Task statement
Copy the data from the line with "query (the noun phrase to segment): patterned" up to and including its final line, swapping "necktie" for "tie" and changing nothing else. Omit the pictures from your answer.

Data records
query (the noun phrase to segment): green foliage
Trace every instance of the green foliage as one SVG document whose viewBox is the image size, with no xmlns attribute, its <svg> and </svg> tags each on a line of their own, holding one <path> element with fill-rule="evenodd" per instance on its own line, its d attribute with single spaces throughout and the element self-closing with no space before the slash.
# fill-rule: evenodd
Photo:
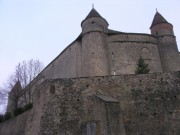
<svg viewBox="0 0 180 135">
<path fill-rule="evenodd" d="M 29 104 L 27 104 L 27 105 L 24 106 L 24 107 L 18 107 L 17 109 L 15 109 L 15 110 L 13 111 L 14 117 L 16 117 L 16 116 L 24 113 L 25 111 L 31 109 L 32 107 L 33 107 L 33 104 L 32 104 L 32 103 L 29 103 Z M 11 119 L 11 118 L 12 118 L 12 115 L 11 115 L 10 112 L 6 112 L 6 114 L 4 114 L 4 115 L 1 115 L 1 114 L 0 114 L 0 123 L 1 123 L 1 122 L 4 122 L 4 121 L 6 121 L 6 120 L 9 120 L 9 119 Z"/>
<path fill-rule="evenodd" d="M 144 62 L 144 59 L 142 57 L 139 58 L 138 62 L 137 62 L 137 68 L 135 73 L 136 74 L 147 74 L 149 73 L 149 68 L 148 68 L 148 64 L 146 64 Z"/>
</svg>

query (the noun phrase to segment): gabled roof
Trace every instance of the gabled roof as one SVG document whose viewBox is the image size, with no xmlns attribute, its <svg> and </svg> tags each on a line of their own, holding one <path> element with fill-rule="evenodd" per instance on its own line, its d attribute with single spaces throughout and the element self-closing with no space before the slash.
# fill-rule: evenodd
<svg viewBox="0 0 180 135">
<path fill-rule="evenodd" d="M 87 15 L 86 19 L 89 19 L 91 17 L 99 17 L 99 18 L 103 18 L 94 8 L 92 8 L 92 10 L 89 12 L 89 14 Z"/>
<path fill-rule="evenodd" d="M 168 23 L 168 21 L 157 11 L 150 28 L 160 23 Z"/>
</svg>

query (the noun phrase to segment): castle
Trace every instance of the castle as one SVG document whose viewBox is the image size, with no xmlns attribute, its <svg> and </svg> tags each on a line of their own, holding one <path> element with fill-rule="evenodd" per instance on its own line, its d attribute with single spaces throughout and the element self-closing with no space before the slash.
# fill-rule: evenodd
<svg viewBox="0 0 180 135">
<path fill-rule="evenodd" d="M 151 34 L 114 31 L 93 8 L 81 27 L 27 86 L 33 108 L 0 124 L 0 134 L 178 135 L 180 56 L 173 25 L 156 12 Z M 140 57 L 150 74 L 135 75 Z"/>
</svg>

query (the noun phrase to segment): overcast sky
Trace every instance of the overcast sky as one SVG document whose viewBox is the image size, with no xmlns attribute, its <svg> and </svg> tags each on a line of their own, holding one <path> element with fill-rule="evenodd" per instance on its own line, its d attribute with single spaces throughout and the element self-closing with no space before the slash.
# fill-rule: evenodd
<svg viewBox="0 0 180 135">
<path fill-rule="evenodd" d="M 180 48 L 179 0 L 0 0 L 0 85 L 23 60 L 50 63 L 80 34 L 92 3 L 110 29 L 134 33 L 150 33 L 157 8 Z"/>
</svg>

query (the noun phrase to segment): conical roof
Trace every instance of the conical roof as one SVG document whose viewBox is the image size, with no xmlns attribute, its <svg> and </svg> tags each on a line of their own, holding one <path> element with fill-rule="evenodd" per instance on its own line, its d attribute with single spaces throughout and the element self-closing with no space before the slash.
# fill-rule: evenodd
<svg viewBox="0 0 180 135">
<path fill-rule="evenodd" d="M 91 17 L 100 17 L 103 18 L 94 8 L 92 8 L 92 10 L 89 12 L 89 14 L 87 15 L 86 19 L 89 19 Z"/>
<path fill-rule="evenodd" d="M 81 22 L 81 26 L 85 20 L 93 18 L 93 17 L 98 17 L 98 18 L 101 18 L 104 21 L 106 21 L 106 19 L 104 19 L 94 8 L 92 8 L 91 11 L 89 12 L 89 14 L 86 16 L 86 18 Z M 106 21 L 106 23 L 108 24 L 107 21 Z"/>
<path fill-rule="evenodd" d="M 157 11 L 150 28 L 160 23 L 168 23 L 168 21 Z"/>
</svg>

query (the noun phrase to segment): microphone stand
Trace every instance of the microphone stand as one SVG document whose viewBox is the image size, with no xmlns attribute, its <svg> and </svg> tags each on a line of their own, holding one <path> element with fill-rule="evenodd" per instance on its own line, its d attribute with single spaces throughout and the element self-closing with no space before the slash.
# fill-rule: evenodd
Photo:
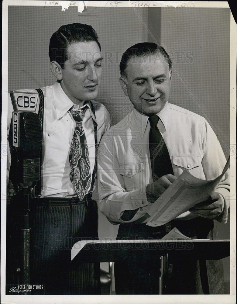
<svg viewBox="0 0 237 304">
<path fill-rule="evenodd" d="M 15 159 L 17 159 L 17 151 L 14 149 Z M 18 170 L 17 168 L 18 162 L 16 162 L 15 172 L 16 173 L 15 189 L 17 190 L 18 193 L 16 195 L 16 198 L 19 199 L 18 206 L 20 206 L 20 220 L 19 227 L 20 235 L 20 256 L 19 268 L 17 268 L 16 271 L 20 273 L 20 284 L 23 286 L 19 289 L 25 290 L 30 289 L 27 285 L 30 285 L 30 228 L 29 225 L 30 203 L 33 189 L 36 185 L 36 181 L 18 182 Z M 23 291 L 23 295 L 29 295 L 29 292 Z"/>
<path fill-rule="evenodd" d="M 30 285 L 30 228 L 29 225 L 29 217 L 30 199 L 33 188 L 18 188 L 19 198 L 23 200 L 24 209 L 21 215 L 20 231 L 21 241 L 20 272 L 22 285 L 25 285 L 22 289 L 28 289 L 27 285 Z M 29 294 L 29 292 L 24 292 L 23 294 Z"/>
</svg>

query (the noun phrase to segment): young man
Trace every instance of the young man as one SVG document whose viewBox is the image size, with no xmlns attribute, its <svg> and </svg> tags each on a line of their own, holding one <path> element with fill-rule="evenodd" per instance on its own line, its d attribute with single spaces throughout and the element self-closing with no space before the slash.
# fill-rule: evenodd
<svg viewBox="0 0 237 304">
<path fill-rule="evenodd" d="M 50 68 L 57 81 L 41 88 L 41 195 L 32 199 L 30 213 L 30 284 L 43 288 L 32 289 L 32 294 L 100 293 L 99 264 L 72 265 L 70 260 L 75 243 L 98 237 L 91 195 L 97 146 L 109 126 L 105 107 L 93 100 L 101 84 L 101 50 L 95 31 L 86 24 L 63 26 L 50 40 Z M 9 125 L 13 110 L 10 101 Z M 13 210 L 17 201 L 17 195 Z M 9 211 L 10 225 L 16 217 L 11 215 Z M 9 249 L 10 238 L 8 241 Z M 17 282 L 12 278 L 15 258 L 9 255 L 7 261 L 7 282 L 11 284 Z"/>
<path fill-rule="evenodd" d="M 185 169 L 211 180 L 225 164 L 205 119 L 168 102 L 172 68 L 164 49 L 154 43 L 138 43 L 122 57 L 120 84 L 134 109 L 104 136 L 100 144 L 106 152 L 98 158 L 99 208 L 110 222 L 121 224 L 119 239 L 162 238 L 168 226 L 146 225 L 149 206 Z M 227 220 L 228 179 L 226 173 L 211 197 L 168 226 L 191 237 L 216 237 L 213 219 Z M 182 256 L 173 259 L 164 293 L 203 293 L 203 265 Z M 148 259 L 146 250 L 128 254 L 122 259 L 115 264 L 116 294 L 158 293 L 159 265 Z M 207 264 L 210 293 L 223 293 L 221 262 Z"/>
</svg>

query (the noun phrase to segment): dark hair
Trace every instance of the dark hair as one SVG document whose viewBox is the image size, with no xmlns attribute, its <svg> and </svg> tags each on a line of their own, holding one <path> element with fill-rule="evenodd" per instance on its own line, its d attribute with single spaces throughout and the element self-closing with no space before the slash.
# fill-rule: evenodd
<svg viewBox="0 0 237 304">
<path fill-rule="evenodd" d="M 141 42 L 134 44 L 128 49 L 123 54 L 119 64 L 120 74 L 122 77 L 126 77 L 126 70 L 129 60 L 133 57 L 147 57 L 149 55 L 157 53 L 163 55 L 170 70 L 172 68 L 172 61 L 170 56 L 162 47 L 157 45 L 153 42 Z"/>
<path fill-rule="evenodd" d="M 49 47 L 50 61 L 56 61 L 62 69 L 68 59 L 67 50 L 73 42 L 95 41 L 101 51 L 96 32 L 92 26 L 81 23 L 73 23 L 60 26 L 52 35 Z"/>
</svg>

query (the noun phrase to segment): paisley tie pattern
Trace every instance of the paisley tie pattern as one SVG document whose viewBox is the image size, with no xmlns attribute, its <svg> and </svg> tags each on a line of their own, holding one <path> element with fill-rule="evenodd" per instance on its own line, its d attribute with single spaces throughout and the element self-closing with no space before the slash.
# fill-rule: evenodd
<svg viewBox="0 0 237 304">
<path fill-rule="evenodd" d="M 76 123 L 69 153 L 70 179 L 81 201 L 88 192 L 91 183 L 88 147 L 82 128 L 82 119 L 87 109 L 69 110 Z"/>
</svg>

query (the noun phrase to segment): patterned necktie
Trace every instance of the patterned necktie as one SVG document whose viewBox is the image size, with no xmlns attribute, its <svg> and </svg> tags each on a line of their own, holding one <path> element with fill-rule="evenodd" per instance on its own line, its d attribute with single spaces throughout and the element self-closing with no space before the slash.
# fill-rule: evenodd
<svg viewBox="0 0 237 304">
<path fill-rule="evenodd" d="M 82 128 L 82 119 L 87 109 L 69 110 L 76 123 L 69 153 L 70 179 L 81 201 L 88 192 L 91 183 L 88 147 Z"/>
<path fill-rule="evenodd" d="M 159 119 L 157 115 L 154 115 L 148 119 L 151 125 L 149 146 L 153 181 L 166 174 L 173 174 L 167 147 L 157 127 Z"/>
</svg>

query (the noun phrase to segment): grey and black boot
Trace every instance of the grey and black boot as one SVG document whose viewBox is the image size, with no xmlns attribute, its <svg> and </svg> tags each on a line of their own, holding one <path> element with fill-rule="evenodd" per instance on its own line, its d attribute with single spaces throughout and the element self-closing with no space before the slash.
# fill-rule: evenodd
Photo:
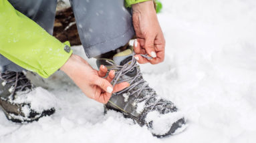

Exercise result
query (the noun phrase to segment): patterned tie
Trace every instance of the patterned tie as one SVG document whose viewBox is the image size, with no xmlns attribute, its <svg> and </svg> tags each on a line of their own, holding one <path> element with fill-rule="evenodd" per instance on its own line, its d attribute with single spaces throughout and the element self-closing with no space before the slash.
# fill-rule: evenodd
<svg viewBox="0 0 237 304">
<path fill-rule="evenodd" d="M 82 128 L 82 119 L 87 109 L 69 110 L 76 123 L 69 153 L 70 179 L 81 201 L 88 192 L 91 183 L 88 147 Z"/>
<path fill-rule="evenodd" d="M 159 119 L 157 115 L 154 115 L 148 119 L 151 125 L 149 146 L 153 181 L 166 174 L 173 174 L 167 147 L 157 127 Z"/>
</svg>

query (the noun phrase to segment): grey and black boot
Trace every instance of the grey and black boot as one SVG document whose viewBox is the image size, with no xmlns attribute, its <svg> and </svg> tags each on a line of their own, holding one <path> element with fill-rule="evenodd" per instance on its own line, its d attribute with single spaces throughout and the element self-closing with no space before the slash.
# fill-rule: evenodd
Photo:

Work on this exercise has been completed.